╭──

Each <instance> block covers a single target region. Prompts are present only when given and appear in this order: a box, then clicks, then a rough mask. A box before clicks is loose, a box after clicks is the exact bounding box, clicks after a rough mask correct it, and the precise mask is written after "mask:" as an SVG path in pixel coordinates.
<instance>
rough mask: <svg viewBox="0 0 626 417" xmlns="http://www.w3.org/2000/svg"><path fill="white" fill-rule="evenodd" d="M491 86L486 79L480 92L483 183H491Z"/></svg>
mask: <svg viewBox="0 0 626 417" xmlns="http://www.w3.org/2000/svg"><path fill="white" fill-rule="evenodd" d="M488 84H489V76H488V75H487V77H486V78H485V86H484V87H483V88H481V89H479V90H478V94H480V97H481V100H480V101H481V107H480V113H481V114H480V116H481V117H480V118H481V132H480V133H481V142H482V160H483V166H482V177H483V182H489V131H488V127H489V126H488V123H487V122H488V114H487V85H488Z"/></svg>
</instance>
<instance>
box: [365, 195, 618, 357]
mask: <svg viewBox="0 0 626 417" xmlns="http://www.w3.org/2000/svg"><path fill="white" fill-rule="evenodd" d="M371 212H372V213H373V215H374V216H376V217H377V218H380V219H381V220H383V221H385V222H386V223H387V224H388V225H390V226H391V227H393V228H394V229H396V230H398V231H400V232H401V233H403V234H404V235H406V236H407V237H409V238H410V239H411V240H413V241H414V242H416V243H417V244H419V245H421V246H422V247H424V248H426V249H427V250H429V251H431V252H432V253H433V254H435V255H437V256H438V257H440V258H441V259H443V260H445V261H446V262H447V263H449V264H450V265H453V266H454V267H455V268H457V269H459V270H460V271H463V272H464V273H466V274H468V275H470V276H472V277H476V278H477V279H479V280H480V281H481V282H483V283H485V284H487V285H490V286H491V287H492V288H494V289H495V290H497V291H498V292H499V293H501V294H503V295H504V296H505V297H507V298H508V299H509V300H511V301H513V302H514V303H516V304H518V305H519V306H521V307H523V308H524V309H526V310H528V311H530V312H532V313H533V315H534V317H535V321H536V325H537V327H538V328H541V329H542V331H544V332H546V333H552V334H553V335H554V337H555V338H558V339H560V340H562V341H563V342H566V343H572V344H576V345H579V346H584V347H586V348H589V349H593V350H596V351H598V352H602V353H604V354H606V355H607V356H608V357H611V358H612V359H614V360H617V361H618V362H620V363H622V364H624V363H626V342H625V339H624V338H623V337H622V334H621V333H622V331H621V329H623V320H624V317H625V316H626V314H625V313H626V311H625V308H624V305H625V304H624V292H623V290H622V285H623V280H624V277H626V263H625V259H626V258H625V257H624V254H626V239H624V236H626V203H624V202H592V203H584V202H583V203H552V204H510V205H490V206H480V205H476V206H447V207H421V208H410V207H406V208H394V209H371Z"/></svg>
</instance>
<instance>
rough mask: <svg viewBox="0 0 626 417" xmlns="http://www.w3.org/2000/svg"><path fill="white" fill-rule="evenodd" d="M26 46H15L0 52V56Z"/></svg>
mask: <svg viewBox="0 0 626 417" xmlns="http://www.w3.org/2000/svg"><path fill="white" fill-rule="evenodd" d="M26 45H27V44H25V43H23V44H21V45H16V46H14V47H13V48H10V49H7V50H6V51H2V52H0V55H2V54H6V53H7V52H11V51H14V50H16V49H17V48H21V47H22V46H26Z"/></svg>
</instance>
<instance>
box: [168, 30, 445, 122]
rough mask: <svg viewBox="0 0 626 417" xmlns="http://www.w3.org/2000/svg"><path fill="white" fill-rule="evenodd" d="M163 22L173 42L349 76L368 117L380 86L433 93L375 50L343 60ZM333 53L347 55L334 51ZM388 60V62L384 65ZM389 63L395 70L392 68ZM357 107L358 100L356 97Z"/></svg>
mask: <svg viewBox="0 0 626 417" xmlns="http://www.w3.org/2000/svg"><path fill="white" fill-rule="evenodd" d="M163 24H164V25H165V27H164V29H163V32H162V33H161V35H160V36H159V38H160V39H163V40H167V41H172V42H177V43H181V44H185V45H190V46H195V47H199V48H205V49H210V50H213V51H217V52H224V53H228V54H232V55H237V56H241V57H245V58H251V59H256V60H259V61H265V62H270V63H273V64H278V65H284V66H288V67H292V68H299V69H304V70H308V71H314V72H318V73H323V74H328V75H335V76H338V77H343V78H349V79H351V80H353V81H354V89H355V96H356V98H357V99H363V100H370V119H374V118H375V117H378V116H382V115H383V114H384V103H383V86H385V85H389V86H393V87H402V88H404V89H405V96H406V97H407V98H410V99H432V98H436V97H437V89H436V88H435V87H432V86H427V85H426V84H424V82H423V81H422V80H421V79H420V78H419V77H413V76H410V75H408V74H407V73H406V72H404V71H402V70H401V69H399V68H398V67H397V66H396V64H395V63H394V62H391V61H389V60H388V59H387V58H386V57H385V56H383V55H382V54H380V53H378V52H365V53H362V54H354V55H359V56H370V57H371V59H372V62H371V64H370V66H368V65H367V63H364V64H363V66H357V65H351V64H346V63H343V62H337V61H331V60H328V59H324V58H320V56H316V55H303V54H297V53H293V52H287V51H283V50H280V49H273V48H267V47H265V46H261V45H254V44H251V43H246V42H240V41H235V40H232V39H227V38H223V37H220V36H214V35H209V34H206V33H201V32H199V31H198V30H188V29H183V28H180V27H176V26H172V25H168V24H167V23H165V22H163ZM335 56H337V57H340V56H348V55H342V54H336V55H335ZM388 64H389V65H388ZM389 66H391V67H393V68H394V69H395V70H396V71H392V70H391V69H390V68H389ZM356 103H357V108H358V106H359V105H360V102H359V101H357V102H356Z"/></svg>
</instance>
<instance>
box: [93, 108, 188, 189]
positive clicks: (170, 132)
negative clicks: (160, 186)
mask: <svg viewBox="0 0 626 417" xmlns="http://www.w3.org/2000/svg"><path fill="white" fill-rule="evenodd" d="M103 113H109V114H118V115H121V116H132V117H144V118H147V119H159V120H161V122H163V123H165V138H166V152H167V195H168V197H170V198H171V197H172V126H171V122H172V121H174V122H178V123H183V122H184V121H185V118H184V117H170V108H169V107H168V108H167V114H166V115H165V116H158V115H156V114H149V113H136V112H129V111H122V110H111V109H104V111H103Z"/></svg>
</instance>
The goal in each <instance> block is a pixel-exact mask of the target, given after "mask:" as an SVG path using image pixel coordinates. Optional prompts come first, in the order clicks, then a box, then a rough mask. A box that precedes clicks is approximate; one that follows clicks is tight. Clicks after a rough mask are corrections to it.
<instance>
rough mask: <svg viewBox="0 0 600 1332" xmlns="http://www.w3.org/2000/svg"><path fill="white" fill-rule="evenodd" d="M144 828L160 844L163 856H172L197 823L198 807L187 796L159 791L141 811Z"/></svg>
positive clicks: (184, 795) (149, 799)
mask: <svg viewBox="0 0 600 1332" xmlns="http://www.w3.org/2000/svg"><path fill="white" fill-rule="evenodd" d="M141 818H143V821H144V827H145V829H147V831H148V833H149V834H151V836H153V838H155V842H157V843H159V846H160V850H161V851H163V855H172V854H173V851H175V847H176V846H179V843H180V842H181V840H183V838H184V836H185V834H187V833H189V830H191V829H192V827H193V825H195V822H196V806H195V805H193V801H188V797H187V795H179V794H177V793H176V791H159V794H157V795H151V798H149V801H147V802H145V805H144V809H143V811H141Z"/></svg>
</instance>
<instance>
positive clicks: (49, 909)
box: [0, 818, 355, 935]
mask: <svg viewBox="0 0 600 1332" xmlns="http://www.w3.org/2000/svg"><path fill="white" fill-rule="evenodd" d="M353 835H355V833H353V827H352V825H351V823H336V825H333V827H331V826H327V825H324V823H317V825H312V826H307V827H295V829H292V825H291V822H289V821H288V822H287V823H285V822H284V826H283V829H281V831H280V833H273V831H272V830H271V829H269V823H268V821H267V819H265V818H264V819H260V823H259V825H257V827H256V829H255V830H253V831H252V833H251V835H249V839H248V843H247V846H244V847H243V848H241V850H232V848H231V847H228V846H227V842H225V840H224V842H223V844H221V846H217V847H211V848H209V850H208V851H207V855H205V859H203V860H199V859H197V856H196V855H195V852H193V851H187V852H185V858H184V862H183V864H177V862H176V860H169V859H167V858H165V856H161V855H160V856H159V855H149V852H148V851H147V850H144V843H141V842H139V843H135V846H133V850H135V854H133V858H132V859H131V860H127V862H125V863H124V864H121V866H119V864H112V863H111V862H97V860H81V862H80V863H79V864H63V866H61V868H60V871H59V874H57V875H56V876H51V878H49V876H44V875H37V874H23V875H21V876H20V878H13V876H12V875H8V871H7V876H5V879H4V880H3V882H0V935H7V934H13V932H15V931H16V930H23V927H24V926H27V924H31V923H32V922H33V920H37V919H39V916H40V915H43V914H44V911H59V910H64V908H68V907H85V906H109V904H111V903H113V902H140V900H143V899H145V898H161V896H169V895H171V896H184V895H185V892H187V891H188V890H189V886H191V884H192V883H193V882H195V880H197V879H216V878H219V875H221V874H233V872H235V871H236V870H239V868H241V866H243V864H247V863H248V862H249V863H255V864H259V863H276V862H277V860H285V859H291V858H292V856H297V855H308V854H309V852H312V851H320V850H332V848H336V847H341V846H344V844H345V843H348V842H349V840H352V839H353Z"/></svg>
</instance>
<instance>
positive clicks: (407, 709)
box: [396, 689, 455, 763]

╰──

--- EXERCISE DIRECTIONS ---
Rewrite the lines above as a numbered list, leaving out any blank ones. Start at the first line and stop after the line that contains "86L486 79L480 92L483".

--- EXERCISE OUTPUT ---
1. Each <instance> block covers a single target region. Prompts are present only when given and appear in this order: a box, then clicks, then a rough mask. A box before clicks is loose, a box after clicks is the exact bounding box, clicks after a rough mask correct it, and the precise mask is written after "mask:" as an SVG path in pixel coordinates.
2. <instance>
3. rough mask: <svg viewBox="0 0 626 417" xmlns="http://www.w3.org/2000/svg"><path fill="white" fill-rule="evenodd" d="M491 86L486 79L480 92L483 183H491Z"/></svg>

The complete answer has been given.